### Data in this exercise
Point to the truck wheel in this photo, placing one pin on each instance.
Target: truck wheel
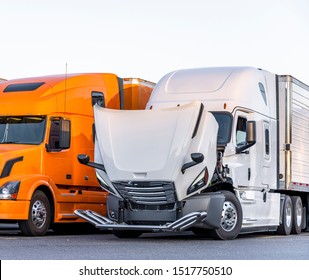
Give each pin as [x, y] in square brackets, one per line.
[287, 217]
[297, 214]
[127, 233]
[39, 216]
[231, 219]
--
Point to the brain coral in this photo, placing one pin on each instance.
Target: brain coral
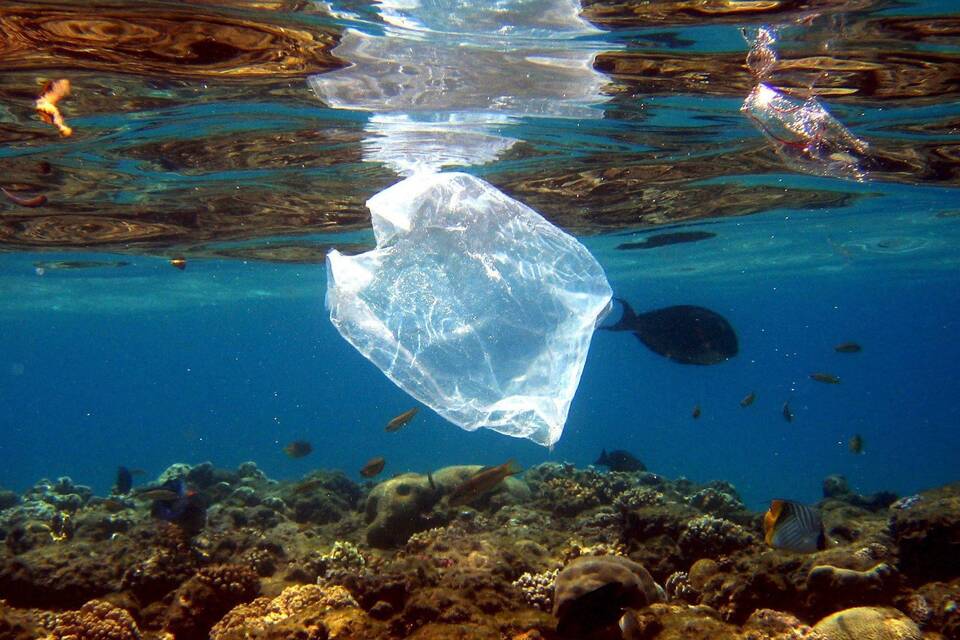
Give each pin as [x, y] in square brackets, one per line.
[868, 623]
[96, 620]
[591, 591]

### Stated task
From the rows above, pull out each line containing the word "Point", treating uppercase and lowercase as distinct.

### Worked answer
Point to the truck wheel in this photo, placing one pin on each instance.
Point to the brain coral in this photo, placing one pin on each instance.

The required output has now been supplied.